# Problem requirements:
In the essay about the Calandia checkpoint, who guided the writer around Ramallah?

# Reading passage:
******************************

A tale of two miseries

It was my first visit to Israel and the Palestinian territories. But, coming after the killing of Sheikh Yassin, it was a kind of sped-up course in fear and loathing.

Published March 27, 2004 1:57AM (EST)

I have just spent two days with decent and intelligent people, Palestinians and Israelis, who because of the stupidity of their leaders and the shameful folly of my government are living a life I would not wish on a dog.

5:40 p.m. at the Calandia checkpoint. A grimy, garbage-strewn no man's land. This is where you have to pass through if you want to go from Jerusalem to the Palestinian city of Ramallah, or back. I have just been to Ramallah, two days after the assassination of Sheikh Ahmed Yassin. Everybody's scared, but nothing has happened yet. As an American I can make this trip, although no Americans do -- the Palestinian territories do not figure prominently in most guidebooks. Israelis can't. And Palestinians have to.

The middle of the road is scorched black where soldiers and enraged demonstrators clashed yesterday. As we approach the checkpoint a little group of kids, 10 or 12 years old, are shouting and gesticulating and taunting and throwing rocks at some Israeli troops 50 yards away, on higher ground, silhouetted in the fading sun behind rolls of barbed wire. One of the Israeli soldiers suddenly moves forward aggressively and the kids fall back.

Walid Batrawi, the Palestinian journalist who has been my guide to Ramallah and set up interviews, sizes up the situation for a few seconds, making sure it's safe for me to go. He tells me it's OK, asks me to call him when I get back safely to my hotel. I get out of his car and start walking with the rest of the crowd toward the checkpoint, trying to look as inconspicuous as possible. I haven't yet heard that Hamas has recanted its threat to start targeting Americans. Besides, I don't know enough not to be scared. Or maybe if I knew more I'd be more scared. Who the hell knows. Keep your head down, keep walking, and thank God for being half Japanese.

It's warm in the dusk and the air is filled with diesel fumes. I can't stop looking at the silhouetted soldiers against the sunset -- guys with machine guns in the deepening dusk. An endless stream of people, carrying plastic bags or empty-handed, are going in both directions. They are Palestinians. This is their commute. If the traffic gets backed up, if the checks are heavy, it can take hours. The ground is dirty, covered with broken paving stones, random barriers, plastic junk.

An Israeli military truck clatters by and I look up and for a second my eyes lock with those of a young soldier -- the kind of sensitive, skinny Jewish nerd with glasses I grew up with. What's a nice Jewish boy like you doing in a place like this? We ought to be playing hoops, you burning my ass with your slick fake to the hole and your automatic 17-foot J, or me turning you on to Nietzsche. History isn't supposed to come out like this. You deserve better, and so do these people you rule.

We cross over to the left side and enter a kind of covered ramp at the end of which stand Israeli soldiers. People pull out their identity cards and are waved through. As an American I arouse a few seconds of curiosity, then I too am waved through.

I am left standing for 20 minutes there, waiting for my taxi, as a hideous traffic jam of trucks and cars piles up and people scurry past in the fading light. Two guys are pushing an enormous piece of furniture from one side to the other. The soldiers watch it all. It's just another day at the checkpoint.

******************************

# Data lines:
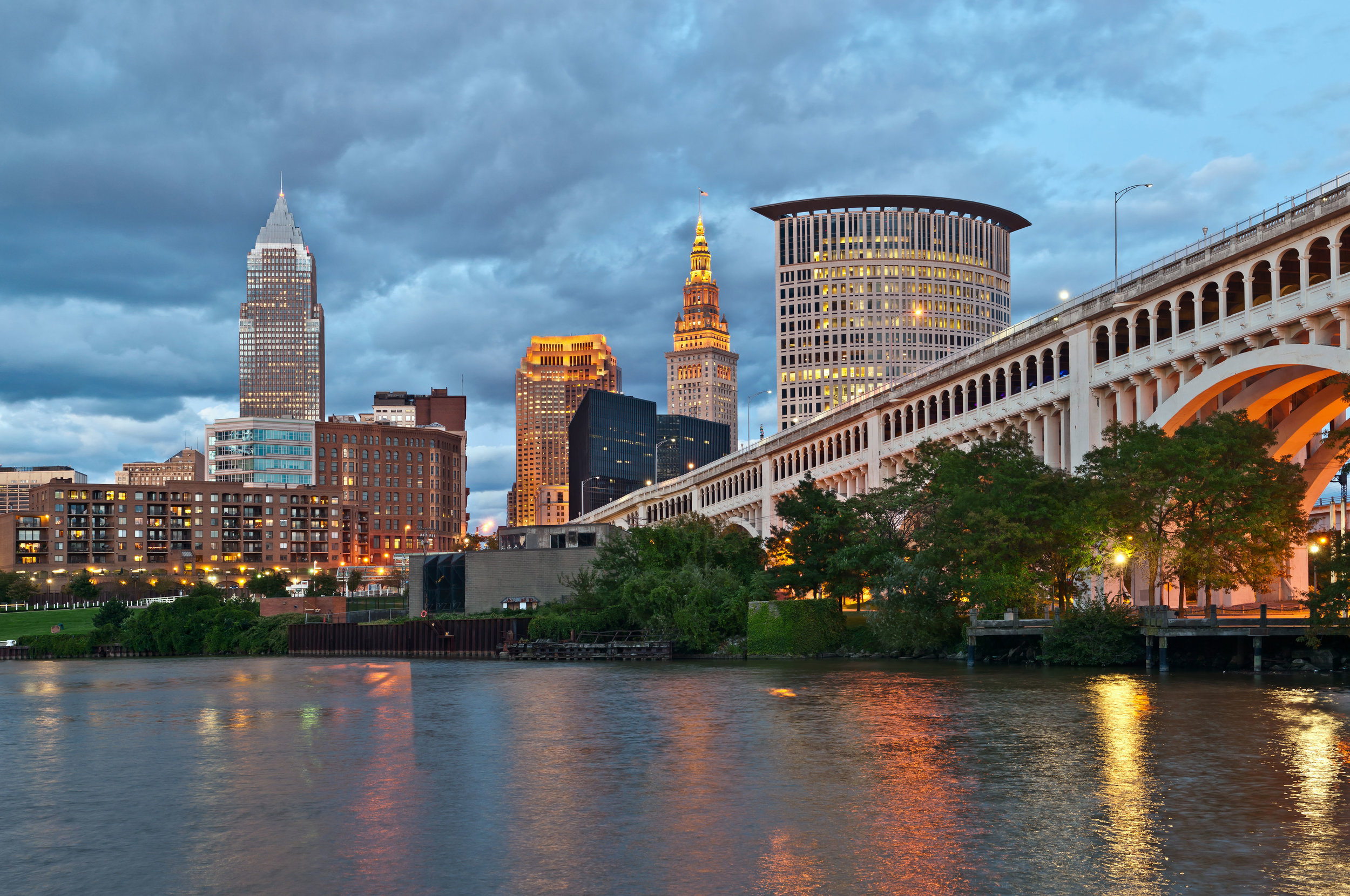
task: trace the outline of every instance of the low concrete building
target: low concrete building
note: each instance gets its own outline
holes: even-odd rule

******************************

# Output of the exercise:
Walid Batrawi, a Palestinian journalist.